→ SUPPLIED RECORDS

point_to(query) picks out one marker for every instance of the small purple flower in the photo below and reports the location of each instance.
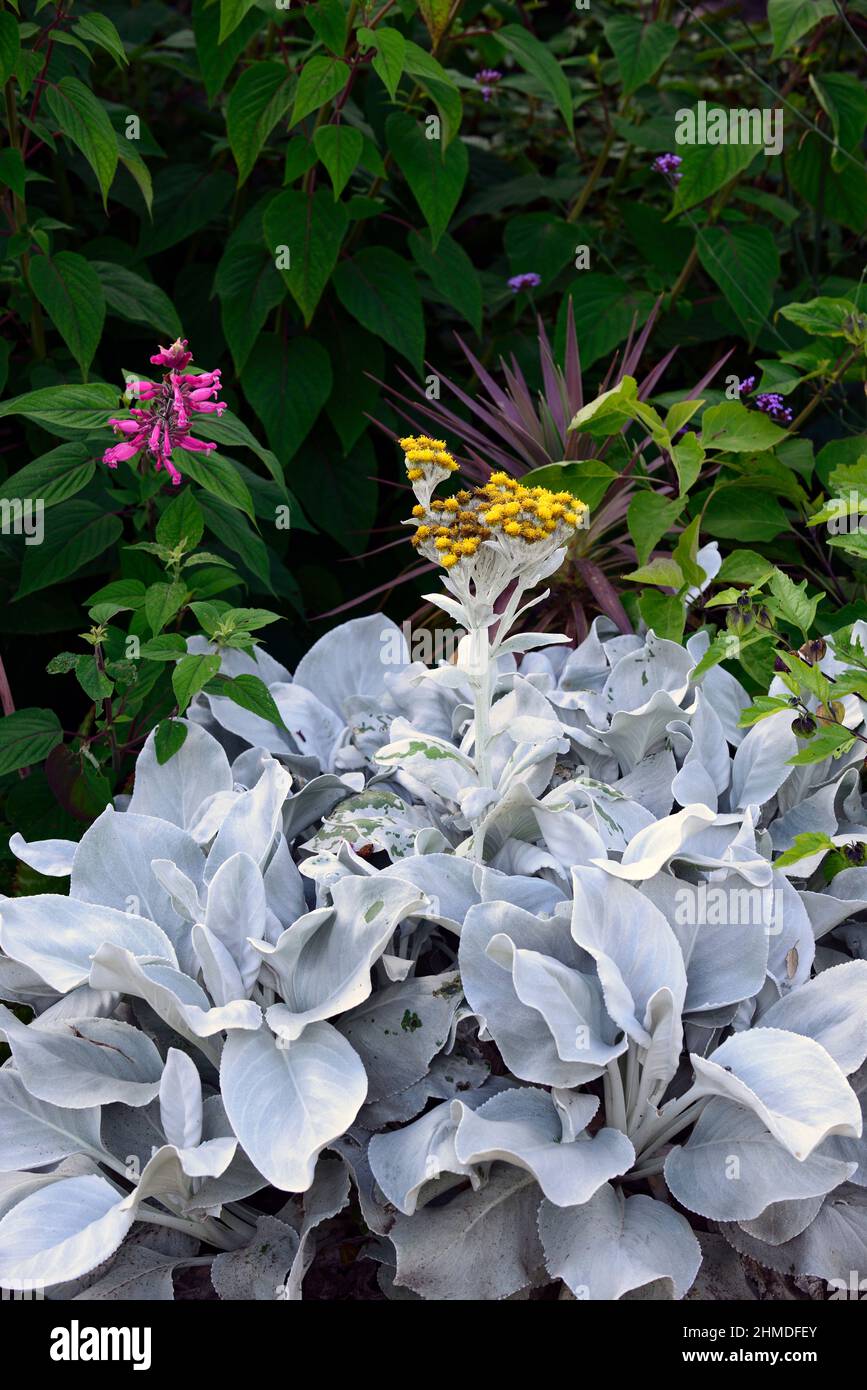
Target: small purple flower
(669, 164)
(770, 402)
(527, 281)
(488, 78)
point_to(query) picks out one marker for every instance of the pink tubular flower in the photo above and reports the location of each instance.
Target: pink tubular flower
(164, 424)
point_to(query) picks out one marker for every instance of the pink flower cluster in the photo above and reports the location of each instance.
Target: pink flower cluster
(164, 423)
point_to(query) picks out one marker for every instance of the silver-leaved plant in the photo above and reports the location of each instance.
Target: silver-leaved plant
(521, 948)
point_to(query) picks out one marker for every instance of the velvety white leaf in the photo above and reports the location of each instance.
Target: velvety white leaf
(259, 1269)
(34, 1133)
(288, 1100)
(830, 1248)
(760, 765)
(174, 791)
(534, 977)
(400, 1029)
(832, 1009)
(521, 1126)
(731, 1168)
(61, 1232)
(480, 1246)
(59, 937)
(789, 1082)
(136, 1273)
(171, 994)
(323, 962)
(47, 856)
(353, 659)
(84, 1062)
(635, 950)
(614, 1244)
(181, 1100)
(113, 865)
(403, 1161)
(252, 823)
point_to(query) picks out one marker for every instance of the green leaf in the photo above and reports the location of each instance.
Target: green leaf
(664, 613)
(339, 494)
(831, 740)
(823, 317)
(168, 737)
(235, 533)
(125, 594)
(93, 681)
(191, 674)
(663, 570)
(181, 524)
(328, 21)
(218, 56)
(75, 534)
(54, 477)
(132, 161)
(737, 430)
(167, 647)
(136, 299)
(706, 168)
(353, 392)
(639, 49)
(842, 195)
(186, 198)
(391, 54)
(161, 603)
(452, 274)
(65, 407)
(605, 309)
(439, 86)
(745, 567)
(339, 148)
(435, 14)
(256, 103)
(541, 242)
(744, 262)
(795, 605)
(97, 28)
(70, 291)
(250, 692)
(649, 517)
(231, 14)
(845, 102)
(286, 385)
(541, 64)
(11, 167)
(687, 458)
(321, 79)
(10, 45)
(28, 737)
(805, 845)
(435, 175)
(378, 288)
(217, 476)
(789, 20)
(84, 121)
(309, 230)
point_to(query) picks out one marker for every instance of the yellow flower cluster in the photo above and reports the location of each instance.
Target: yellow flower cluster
(456, 527)
(421, 451)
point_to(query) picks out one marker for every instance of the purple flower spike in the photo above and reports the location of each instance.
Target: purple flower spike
(527, 281)
(669, 164)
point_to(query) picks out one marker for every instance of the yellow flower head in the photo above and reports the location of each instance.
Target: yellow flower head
(502, 510)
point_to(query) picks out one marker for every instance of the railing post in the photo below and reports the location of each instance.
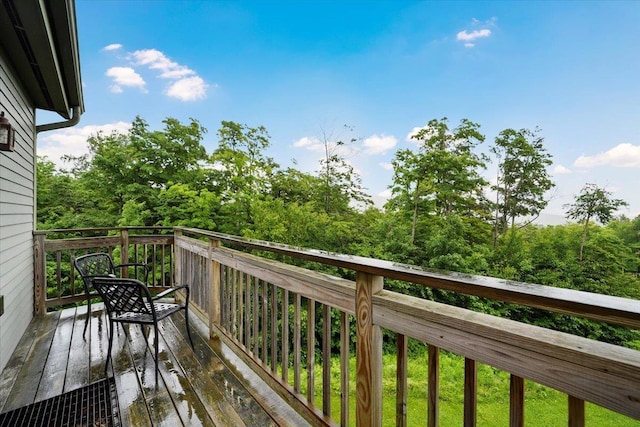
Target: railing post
(214, 294)
(177, 258)
(124, 250)
(39, 274)
(368, 353)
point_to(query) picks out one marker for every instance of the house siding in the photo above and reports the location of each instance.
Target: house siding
(17, 212)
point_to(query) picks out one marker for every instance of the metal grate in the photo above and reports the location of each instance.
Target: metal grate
(93, 405)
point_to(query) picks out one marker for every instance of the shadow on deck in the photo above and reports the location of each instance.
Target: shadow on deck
(207, 386)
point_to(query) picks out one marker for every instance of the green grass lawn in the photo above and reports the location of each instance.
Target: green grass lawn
(543, 406)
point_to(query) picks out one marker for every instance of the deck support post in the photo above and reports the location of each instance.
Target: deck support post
(214, 294)
(124, 250)
(39, 275)
(368, 353)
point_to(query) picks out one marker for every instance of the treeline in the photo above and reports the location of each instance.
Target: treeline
(439, 215)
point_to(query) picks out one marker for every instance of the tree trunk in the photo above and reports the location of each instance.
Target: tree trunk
(584, 237)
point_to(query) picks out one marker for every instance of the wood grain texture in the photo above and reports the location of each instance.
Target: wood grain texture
(345, 354)
(601, 373)
(401, 380)
(576, 412)
(516, 401)
(433, 387)
(367, 389)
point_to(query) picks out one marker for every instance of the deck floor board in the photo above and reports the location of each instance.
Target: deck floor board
(195, 386)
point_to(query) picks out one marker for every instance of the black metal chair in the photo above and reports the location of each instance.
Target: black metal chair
(101, 264)
(130, 301)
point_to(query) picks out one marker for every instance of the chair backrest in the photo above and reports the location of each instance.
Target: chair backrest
(124, 295)
(97, 264)
(94, 265)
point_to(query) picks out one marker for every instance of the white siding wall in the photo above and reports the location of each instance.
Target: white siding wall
(17, 211)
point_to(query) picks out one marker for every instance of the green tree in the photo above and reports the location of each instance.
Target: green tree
(593, 202)
(241, 172)
(340, 184)
(57, 195)
(440, 179)
(522, 179)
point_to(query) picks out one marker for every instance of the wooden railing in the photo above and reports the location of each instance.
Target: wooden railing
(56, 282)
(278, 318)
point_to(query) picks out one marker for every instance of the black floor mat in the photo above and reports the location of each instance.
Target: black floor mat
(93, 405)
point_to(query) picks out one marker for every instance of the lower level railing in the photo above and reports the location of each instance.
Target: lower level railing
(296, 327)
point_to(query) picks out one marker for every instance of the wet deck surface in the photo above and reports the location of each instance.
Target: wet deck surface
(198, 387)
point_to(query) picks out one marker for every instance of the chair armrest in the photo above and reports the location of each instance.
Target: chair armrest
(172, 290)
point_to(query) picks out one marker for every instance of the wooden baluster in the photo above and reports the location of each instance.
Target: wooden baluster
(240, 328)
(311, 350)
(256, 317)
(40, 275)
(247, 312)
(470, 392)
(296, 342)
(285, 336)
(326, 360)
(516, 402)
(401, 380)
(345, 332)
(433, 387)
(124, 250)
(265, 322)
(215, 300)
(576, 412)
(274, 328)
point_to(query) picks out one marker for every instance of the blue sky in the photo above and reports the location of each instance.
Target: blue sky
(384, 68)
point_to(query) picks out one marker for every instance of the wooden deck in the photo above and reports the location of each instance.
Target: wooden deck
(205, 387)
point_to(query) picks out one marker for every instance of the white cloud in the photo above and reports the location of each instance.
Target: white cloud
(561, 170)
(157, 60)
(185, 84)
(188, 89)
(73, 141)
(377, 144)
(386, 194)
(125, 76)
(306, 141)
(113, 46)
(481, 31)
(621, 156)
(473, 35)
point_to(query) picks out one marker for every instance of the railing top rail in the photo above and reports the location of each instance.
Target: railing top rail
(93, 229)
(617, 310)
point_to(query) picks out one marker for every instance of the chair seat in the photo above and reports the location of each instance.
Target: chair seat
(162, 310)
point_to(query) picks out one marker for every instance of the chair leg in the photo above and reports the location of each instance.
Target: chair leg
(186, 320)
(86, 320)
(156, 345)
(106, 363)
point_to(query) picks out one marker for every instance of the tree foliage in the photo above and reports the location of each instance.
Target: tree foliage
(593, 203)
(437, 217)
(522, 179)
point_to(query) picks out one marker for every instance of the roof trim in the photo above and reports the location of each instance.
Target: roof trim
(41, 41)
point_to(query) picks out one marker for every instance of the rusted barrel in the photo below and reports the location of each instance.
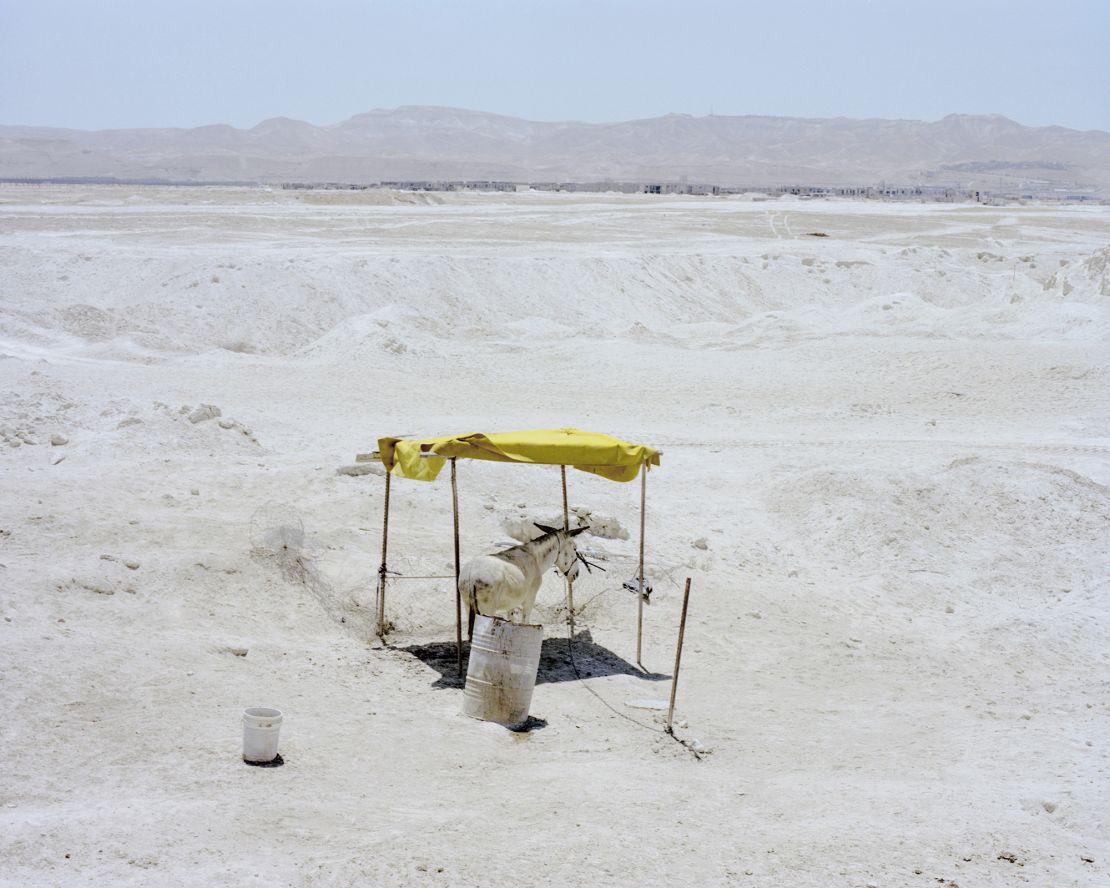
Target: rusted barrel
(502, 670)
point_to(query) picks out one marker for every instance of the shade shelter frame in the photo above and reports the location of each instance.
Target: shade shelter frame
(589, 452)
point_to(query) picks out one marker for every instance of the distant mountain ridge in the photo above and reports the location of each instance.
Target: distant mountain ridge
(421, 142)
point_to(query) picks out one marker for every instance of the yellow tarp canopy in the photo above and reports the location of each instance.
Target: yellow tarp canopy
(604, 455)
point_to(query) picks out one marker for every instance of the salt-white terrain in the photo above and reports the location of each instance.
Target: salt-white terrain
(885, 433)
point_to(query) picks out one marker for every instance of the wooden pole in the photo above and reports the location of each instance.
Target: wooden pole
(458, 595)
(678, 657)
(382, 569)
(566, 526)
(639, 597)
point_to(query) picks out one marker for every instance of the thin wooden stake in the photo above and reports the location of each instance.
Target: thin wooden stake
(566, 526)
(639, 603)
(382, 569)
(458, 595)
(678, 656)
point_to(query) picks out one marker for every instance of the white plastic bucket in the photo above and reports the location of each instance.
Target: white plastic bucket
(261, 728)
(502, 670)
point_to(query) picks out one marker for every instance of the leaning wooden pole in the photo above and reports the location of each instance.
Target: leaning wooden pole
(639, 598)
(566, 526)
(458, 595)
(678, 657)
(382, 569)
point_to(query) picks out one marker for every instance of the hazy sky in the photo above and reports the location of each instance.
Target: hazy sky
(112, 63)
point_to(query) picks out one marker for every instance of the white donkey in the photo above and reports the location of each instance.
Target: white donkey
(508, 581)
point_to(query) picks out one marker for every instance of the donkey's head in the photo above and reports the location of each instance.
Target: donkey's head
(566, 557)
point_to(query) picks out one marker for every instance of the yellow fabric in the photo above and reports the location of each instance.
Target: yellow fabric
(604, 455)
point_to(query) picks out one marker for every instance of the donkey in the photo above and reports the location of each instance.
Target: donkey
(508, 581)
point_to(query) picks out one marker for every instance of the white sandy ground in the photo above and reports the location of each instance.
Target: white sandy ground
(894, 442)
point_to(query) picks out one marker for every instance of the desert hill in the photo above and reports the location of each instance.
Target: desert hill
(988, 152)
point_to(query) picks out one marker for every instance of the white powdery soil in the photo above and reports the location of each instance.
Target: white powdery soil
(885, 471)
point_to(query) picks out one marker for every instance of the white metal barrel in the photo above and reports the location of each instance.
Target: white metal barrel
(502, 670)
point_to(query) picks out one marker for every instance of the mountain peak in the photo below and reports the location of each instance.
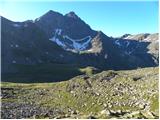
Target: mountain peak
(72, 15)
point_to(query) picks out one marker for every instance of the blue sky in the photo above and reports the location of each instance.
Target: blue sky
(113, 18)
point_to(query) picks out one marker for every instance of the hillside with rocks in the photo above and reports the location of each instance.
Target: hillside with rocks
(109, 94)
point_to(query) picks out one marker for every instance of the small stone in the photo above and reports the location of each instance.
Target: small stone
(105, 112)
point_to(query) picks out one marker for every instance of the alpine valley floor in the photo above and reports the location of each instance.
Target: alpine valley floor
(109, 94)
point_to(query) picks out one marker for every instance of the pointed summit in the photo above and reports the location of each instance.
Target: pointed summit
(72, 15)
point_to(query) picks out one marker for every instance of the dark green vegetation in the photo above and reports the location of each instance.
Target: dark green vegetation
(109, 94)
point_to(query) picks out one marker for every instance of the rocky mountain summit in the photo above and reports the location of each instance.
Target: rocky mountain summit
(57, 66)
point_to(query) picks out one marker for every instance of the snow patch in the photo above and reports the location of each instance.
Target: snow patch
(58, 31)
(117, 43)
(127, 43)
(76, 44)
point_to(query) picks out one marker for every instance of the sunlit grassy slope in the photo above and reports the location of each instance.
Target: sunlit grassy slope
(109, 94)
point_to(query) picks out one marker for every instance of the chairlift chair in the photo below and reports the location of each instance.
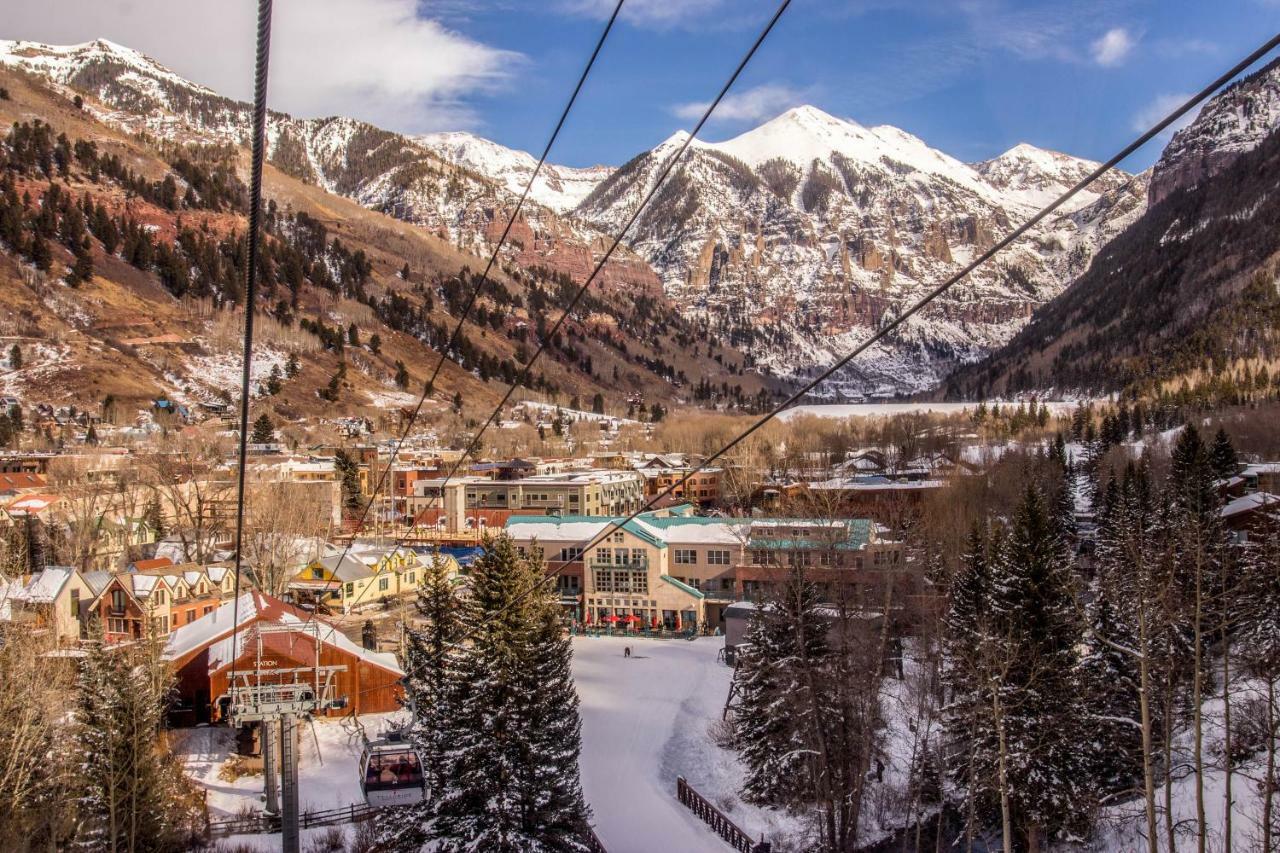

→ EXERCISE BRIEF
Reproduce verbatim the stretch from the line containing "of the sunlit" through the end of the listing, leaving out any pictures.

→ RESULT BELOW
point_to(query) picks out one marker for every instance of the sunlit grassy slope in the photo above and reports the location of each instance.
Target: sunlit grassy slope
(109, 94)
point_to(query) picks out one marker for every instance of the chairlift chair in the photo below and reports the location of each instance.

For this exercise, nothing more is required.